• _To be done_:
Copy out every line of the listing below without any change, leaving out the pictures.

• _Material for this exercise_:
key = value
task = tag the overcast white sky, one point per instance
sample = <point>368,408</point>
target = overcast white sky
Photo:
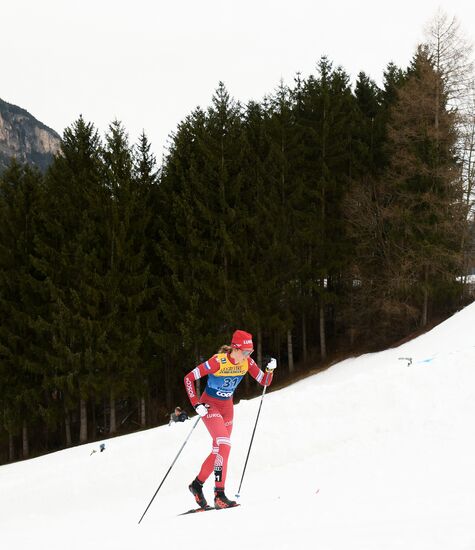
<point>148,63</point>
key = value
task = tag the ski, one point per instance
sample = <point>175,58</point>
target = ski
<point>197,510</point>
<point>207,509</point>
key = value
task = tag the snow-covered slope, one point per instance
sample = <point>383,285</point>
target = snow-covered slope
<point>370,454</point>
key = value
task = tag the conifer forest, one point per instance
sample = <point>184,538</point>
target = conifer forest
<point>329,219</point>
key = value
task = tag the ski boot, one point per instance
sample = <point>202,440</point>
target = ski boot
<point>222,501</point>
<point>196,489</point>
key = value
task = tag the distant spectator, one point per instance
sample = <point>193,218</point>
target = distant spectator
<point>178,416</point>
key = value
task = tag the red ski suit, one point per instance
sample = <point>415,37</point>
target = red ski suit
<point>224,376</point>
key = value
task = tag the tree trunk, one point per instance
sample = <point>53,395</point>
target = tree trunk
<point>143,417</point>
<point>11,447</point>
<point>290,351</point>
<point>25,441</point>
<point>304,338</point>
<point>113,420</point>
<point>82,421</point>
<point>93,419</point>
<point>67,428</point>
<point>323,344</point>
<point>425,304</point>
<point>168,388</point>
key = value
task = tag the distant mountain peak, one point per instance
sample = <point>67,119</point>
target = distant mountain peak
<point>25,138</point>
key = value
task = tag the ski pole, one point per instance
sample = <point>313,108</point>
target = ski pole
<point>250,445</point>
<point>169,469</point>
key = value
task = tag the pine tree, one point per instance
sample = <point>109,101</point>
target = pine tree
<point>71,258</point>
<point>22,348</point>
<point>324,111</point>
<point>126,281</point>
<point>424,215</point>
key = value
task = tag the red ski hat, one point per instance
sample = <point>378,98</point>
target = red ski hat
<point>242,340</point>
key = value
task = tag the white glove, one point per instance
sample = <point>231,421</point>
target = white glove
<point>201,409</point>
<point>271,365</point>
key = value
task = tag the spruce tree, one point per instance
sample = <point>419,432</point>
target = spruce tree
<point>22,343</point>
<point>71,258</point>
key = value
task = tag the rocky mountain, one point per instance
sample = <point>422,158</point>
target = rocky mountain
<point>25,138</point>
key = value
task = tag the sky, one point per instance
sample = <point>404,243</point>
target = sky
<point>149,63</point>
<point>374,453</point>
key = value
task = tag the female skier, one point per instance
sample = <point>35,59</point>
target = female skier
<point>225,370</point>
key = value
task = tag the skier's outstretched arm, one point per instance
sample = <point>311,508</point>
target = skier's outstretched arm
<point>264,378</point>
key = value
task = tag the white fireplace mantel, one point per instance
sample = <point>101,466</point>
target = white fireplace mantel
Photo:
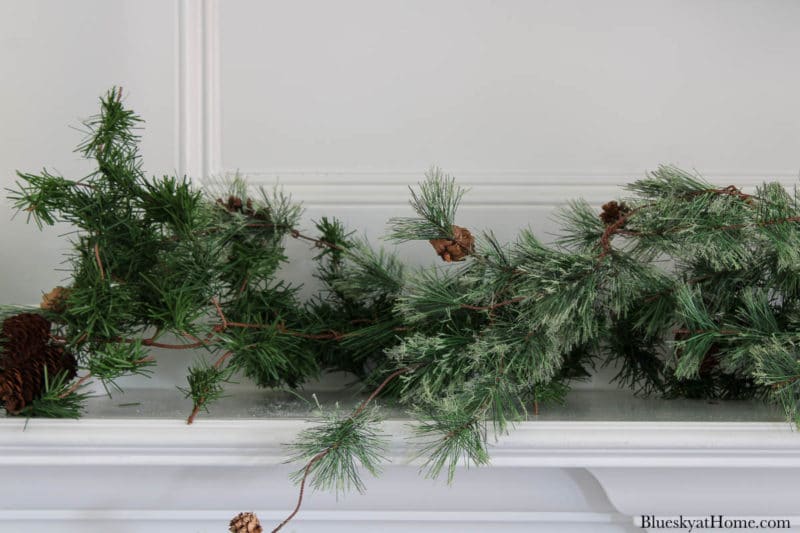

• _Exercise response_:
key = value
task = tag the overcast white sky, one point per instance
sample = <point>368,408</point>
target = overcast white sky
Photo:
<point>148,63</point>
key = value
task = tag the ski, one point per instance
sample = <point>175,58</point>
target = ski
<point>197,510</point>
<point>207,509</point>
key = value
task = tag the snow-covered slope, one point per instance
sample = <point>383,285</point>
target = snow-covered slope
<point>370,454</point>
key = value
task = tag the conifer forest, one point per instance
sample = <point>184,538</point>
target = conifer forest
<point>329,219</point>
key = value
task = tag the ski boot, one point per instance
sample = <point>202,440</point>
target = ski boot
<point>222,501</point>
<point>196,489</point>
key = value
task = tag the distant spectator, one point per instance
sample = <point>193,218</point>
target = distant spectator
<point>178,416</point>
key = value
task = tag the red ski suit, one point per instance
sample = <point>415,37</point>
target = red ski suit
<point>224,376</point>
key = value
task = tag the tree trunk, one point per instance
sample = <point>53,395</point>
target = tree trunk
<point>143,417</point>
<point>11,447</point>
<point>290,351</point>
<point>25,441</point>
<point>304,338</point>
<point>113,420</point>
<point>82,421</point>
<point>93,419</point>
<point>67,428</point>
<point>323,344</point>
<point>425,304</point>
<point>168,388</point>
key = value
task = tag the distant mountain peak, one point per instance
sample = <point>67,119</point>
target = distant mountain peak
<point>25,138</point>
key = value
task = tag the ski pole, one point per instance
sample = <point>313,108</point>
target = ski pole
<point>250,445</point>
<point>169,469</point>
key = value
task = tag the pine tree, one point per instance
sample = <point>109,101</point>
target = pine tree
<point>71,258</point>
<point>22,348</point>
<point>324,111</point>
<point>126,281</point>
<point>424,215</point>
key = value
task = tag the red ski hat, one point per instance
sample = <point>378,98</point>
target = red ski hat
<point>242,340</point>
key = value
task = tag the white glove, one point per instance
sample = <point>231,421</point>
target = white glove
<point>201,409</point>
<point>271,365</point>
key = value
task = tag the spruce tree, one point per instance
sample = <point>419,432</point>
target = spruce tree
<point>22,343</point>
<point>71,258</point>
key = value
task = tag the rocky mountain, one point per instance
sample = <point>422,158</point>
target = rocky mountain
<point>25,138</point>
key = value
task = tag the sky, one point per instance
sample = <point>404,243</point>
target = sky
<point>149,63</point>
<point>374,453</point>
key = value
task = tag the female skier, one point per instance
sample = <point>35,59</point>
target = female skier
<point>225,370</point>
key = value
task = tag the skier's outstretched arm, one point per instance
sample = <point>311,508</point>
target = skier's outstretched arm
<point>264,378</point>
key = value
task = tag the white fireplace mantel, one point per instance
sample = <point>101,466</point>
target = white fireplace mantel
Photo:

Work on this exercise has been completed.